> _Your objective_
After reading the entries below, copy word for word the lines from the first through the line containing "phrase -- dog's head", and stop there.
******
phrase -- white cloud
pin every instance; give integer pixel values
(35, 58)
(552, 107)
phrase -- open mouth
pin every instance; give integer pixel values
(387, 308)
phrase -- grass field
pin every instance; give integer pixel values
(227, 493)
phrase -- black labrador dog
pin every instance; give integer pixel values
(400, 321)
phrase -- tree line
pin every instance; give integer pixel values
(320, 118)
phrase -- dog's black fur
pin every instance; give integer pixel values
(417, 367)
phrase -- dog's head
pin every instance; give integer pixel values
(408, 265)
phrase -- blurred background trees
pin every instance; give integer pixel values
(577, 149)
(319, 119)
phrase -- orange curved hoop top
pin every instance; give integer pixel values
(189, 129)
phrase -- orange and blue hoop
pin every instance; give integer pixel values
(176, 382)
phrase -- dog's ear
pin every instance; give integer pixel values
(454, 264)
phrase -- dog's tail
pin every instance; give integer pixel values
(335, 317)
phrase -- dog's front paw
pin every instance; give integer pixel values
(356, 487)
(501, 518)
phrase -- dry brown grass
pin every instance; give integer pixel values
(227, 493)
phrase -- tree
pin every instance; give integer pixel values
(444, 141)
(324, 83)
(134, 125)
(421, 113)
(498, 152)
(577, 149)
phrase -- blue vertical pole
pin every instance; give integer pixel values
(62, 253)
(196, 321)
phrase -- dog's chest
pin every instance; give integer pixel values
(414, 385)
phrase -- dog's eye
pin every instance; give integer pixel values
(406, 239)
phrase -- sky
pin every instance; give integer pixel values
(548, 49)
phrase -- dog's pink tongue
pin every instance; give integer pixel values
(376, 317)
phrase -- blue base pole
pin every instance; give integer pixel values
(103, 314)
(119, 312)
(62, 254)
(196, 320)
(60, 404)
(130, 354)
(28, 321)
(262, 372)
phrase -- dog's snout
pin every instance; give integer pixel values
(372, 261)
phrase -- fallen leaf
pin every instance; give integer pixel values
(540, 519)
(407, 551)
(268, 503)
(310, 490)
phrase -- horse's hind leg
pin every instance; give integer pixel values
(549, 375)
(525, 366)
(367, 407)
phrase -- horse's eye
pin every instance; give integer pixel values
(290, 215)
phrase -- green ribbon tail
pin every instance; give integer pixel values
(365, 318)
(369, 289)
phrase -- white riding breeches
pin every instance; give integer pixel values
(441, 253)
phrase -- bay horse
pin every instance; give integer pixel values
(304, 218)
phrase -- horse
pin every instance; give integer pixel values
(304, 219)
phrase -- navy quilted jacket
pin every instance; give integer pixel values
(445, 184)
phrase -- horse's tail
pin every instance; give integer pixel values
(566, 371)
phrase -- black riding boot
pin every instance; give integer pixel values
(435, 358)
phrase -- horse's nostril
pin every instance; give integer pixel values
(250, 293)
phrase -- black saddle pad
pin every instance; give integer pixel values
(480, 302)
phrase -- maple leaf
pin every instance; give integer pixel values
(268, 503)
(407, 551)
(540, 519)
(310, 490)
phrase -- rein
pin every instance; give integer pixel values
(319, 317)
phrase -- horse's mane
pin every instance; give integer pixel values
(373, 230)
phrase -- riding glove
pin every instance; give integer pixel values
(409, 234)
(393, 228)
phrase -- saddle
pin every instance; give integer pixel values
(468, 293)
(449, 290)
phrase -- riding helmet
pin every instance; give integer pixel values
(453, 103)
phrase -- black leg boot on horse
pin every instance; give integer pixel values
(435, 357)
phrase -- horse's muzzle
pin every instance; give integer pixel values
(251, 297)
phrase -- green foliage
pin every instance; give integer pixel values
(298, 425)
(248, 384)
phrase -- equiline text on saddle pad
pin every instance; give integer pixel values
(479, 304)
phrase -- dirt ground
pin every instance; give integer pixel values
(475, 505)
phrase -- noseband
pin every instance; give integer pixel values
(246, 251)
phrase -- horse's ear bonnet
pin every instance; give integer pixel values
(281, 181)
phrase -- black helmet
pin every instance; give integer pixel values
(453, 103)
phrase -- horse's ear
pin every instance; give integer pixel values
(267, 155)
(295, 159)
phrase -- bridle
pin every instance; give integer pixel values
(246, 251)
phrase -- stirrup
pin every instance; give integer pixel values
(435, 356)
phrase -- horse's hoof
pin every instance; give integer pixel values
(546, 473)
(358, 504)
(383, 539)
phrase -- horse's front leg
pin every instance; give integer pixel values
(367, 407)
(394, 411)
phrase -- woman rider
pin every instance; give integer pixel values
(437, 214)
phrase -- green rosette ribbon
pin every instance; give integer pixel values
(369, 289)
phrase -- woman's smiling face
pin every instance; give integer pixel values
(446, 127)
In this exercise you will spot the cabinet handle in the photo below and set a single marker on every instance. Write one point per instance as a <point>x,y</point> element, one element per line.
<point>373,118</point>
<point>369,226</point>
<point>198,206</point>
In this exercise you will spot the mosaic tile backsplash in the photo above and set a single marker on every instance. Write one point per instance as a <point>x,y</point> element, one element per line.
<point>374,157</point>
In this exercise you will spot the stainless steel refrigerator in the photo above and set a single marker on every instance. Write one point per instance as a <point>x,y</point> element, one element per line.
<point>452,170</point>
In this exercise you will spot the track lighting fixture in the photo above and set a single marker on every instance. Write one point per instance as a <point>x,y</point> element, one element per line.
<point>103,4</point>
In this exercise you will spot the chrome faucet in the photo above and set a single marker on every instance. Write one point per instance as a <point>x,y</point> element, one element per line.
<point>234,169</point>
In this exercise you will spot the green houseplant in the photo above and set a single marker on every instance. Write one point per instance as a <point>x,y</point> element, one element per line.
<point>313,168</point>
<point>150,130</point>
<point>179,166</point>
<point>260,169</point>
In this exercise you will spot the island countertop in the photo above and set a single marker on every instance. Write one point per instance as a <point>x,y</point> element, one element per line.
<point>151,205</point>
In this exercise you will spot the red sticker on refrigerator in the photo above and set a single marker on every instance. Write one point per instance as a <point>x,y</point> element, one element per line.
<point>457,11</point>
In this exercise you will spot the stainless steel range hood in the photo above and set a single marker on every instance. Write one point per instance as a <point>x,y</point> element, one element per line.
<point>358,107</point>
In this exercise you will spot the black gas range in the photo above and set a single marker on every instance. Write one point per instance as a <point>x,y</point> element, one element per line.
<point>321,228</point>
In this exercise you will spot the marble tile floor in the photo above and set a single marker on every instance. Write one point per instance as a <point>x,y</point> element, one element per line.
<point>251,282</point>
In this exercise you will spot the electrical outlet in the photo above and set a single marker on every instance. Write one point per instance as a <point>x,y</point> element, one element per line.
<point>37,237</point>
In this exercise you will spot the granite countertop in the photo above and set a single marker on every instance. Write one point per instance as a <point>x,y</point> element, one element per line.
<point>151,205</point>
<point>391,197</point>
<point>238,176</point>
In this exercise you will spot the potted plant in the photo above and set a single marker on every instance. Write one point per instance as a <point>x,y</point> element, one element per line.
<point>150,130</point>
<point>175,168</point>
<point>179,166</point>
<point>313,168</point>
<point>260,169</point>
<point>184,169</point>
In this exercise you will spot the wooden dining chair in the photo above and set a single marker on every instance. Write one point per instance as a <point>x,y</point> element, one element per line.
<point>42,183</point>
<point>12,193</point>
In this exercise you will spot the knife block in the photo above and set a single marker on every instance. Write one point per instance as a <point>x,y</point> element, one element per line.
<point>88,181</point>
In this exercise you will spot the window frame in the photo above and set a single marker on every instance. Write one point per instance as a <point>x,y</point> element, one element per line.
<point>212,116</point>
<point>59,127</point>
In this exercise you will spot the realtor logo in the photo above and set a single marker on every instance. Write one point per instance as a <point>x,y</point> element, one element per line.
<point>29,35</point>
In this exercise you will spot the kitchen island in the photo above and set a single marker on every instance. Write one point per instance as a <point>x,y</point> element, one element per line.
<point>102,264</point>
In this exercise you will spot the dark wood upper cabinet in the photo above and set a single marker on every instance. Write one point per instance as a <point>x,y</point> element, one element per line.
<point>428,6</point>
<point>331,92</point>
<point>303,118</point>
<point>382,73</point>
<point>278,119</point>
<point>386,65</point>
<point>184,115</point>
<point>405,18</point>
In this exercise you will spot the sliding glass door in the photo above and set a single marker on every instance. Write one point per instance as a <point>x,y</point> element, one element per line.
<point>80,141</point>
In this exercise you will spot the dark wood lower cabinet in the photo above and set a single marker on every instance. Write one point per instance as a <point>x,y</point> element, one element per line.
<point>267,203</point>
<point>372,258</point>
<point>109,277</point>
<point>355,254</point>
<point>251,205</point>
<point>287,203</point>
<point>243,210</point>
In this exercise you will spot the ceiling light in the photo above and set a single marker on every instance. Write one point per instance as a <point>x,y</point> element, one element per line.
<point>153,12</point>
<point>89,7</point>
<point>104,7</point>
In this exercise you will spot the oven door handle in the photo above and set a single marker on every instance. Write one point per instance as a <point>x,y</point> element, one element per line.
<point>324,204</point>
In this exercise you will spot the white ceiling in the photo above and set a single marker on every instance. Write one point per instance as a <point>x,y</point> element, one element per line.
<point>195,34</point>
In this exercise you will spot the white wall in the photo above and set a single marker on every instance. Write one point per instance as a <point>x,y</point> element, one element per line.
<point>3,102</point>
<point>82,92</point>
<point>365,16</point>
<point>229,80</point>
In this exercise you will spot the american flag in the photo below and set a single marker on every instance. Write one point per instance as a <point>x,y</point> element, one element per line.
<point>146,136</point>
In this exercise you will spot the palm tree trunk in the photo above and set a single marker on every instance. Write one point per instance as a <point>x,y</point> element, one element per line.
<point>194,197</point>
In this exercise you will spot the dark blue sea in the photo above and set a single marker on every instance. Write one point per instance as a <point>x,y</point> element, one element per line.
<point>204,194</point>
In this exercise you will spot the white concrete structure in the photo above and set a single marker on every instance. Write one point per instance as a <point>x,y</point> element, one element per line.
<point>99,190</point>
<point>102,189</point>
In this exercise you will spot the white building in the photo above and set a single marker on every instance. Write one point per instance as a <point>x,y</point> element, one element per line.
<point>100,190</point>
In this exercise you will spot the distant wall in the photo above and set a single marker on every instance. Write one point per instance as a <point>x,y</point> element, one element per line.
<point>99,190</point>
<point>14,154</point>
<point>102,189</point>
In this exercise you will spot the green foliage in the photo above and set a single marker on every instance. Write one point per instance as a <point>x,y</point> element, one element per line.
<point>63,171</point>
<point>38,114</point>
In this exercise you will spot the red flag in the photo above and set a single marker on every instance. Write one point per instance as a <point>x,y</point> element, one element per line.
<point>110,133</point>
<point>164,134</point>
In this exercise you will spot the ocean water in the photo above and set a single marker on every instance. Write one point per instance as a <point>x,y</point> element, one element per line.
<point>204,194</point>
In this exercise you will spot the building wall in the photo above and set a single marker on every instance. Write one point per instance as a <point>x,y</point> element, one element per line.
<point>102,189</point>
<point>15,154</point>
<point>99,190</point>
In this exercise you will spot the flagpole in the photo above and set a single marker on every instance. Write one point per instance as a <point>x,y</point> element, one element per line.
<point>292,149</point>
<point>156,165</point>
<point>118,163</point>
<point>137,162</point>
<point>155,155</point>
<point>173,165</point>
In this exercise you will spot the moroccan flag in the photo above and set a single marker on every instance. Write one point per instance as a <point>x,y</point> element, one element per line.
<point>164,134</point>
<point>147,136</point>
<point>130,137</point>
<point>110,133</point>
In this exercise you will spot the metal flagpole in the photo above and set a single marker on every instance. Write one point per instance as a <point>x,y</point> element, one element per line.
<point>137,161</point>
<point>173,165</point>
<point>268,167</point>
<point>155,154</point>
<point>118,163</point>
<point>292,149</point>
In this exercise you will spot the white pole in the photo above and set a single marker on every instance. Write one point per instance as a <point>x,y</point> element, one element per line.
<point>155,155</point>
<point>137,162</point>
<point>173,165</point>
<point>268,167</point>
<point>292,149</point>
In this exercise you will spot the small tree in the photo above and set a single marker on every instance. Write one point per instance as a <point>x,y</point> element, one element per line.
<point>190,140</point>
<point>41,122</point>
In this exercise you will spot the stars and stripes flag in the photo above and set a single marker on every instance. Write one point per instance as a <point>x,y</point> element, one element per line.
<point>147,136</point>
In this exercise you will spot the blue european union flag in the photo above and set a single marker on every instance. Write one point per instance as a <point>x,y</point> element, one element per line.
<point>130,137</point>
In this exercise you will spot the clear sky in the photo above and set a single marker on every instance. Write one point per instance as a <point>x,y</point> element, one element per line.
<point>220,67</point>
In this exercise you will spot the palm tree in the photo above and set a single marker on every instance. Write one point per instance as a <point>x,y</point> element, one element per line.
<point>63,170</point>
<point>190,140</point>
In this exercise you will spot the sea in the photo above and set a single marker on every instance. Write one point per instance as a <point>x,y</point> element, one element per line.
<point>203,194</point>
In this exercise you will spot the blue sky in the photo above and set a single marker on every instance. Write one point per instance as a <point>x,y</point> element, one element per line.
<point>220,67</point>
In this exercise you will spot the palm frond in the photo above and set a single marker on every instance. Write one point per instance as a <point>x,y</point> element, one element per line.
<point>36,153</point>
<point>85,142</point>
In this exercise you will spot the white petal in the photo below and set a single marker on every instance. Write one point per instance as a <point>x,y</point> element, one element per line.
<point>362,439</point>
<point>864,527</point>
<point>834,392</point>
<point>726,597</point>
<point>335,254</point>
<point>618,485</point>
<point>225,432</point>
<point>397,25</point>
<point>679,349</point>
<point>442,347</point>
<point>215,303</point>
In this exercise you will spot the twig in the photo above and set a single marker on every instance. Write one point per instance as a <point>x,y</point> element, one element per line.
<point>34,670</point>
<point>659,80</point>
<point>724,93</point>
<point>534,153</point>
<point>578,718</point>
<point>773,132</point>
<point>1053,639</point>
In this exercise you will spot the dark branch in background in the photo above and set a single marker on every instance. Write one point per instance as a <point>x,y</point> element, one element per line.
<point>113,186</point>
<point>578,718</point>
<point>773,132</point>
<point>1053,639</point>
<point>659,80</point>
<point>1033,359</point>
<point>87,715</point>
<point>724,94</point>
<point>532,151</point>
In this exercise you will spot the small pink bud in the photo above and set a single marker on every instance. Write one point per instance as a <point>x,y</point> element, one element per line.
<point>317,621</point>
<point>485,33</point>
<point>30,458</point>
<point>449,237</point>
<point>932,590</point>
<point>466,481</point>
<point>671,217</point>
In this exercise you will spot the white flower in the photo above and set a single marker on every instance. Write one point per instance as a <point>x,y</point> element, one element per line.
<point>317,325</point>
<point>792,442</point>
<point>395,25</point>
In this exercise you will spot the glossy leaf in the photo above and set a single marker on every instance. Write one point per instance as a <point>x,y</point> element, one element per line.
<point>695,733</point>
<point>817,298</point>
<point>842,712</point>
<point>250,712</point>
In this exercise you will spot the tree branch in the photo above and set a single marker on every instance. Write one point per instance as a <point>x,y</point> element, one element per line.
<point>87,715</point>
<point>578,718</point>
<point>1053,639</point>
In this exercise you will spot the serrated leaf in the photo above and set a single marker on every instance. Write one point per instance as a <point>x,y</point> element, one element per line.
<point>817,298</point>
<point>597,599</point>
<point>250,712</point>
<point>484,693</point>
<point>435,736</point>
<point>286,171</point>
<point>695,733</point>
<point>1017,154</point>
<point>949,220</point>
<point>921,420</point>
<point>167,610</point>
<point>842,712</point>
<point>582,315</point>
******
> _Solution_
phrase -- white cloud
pin every instance; give integer pixel values
(35, 58)
(552, 107)
phrase -- open mouth
pin every instance; give integer pixel values
(387, 308)
phrase -- grass field
pin every instance; give integer pixel values
(227, 493)
phrase -- black labrador dog
pin every instance; give integer pixel values
(400, 321)
phrase -- tree line
pin every instance; give integer pixel values
(320, 118)
phrase -- dog's black fur
pin every instance; give integer pixel values
(417, 367)
phrase -- dog's head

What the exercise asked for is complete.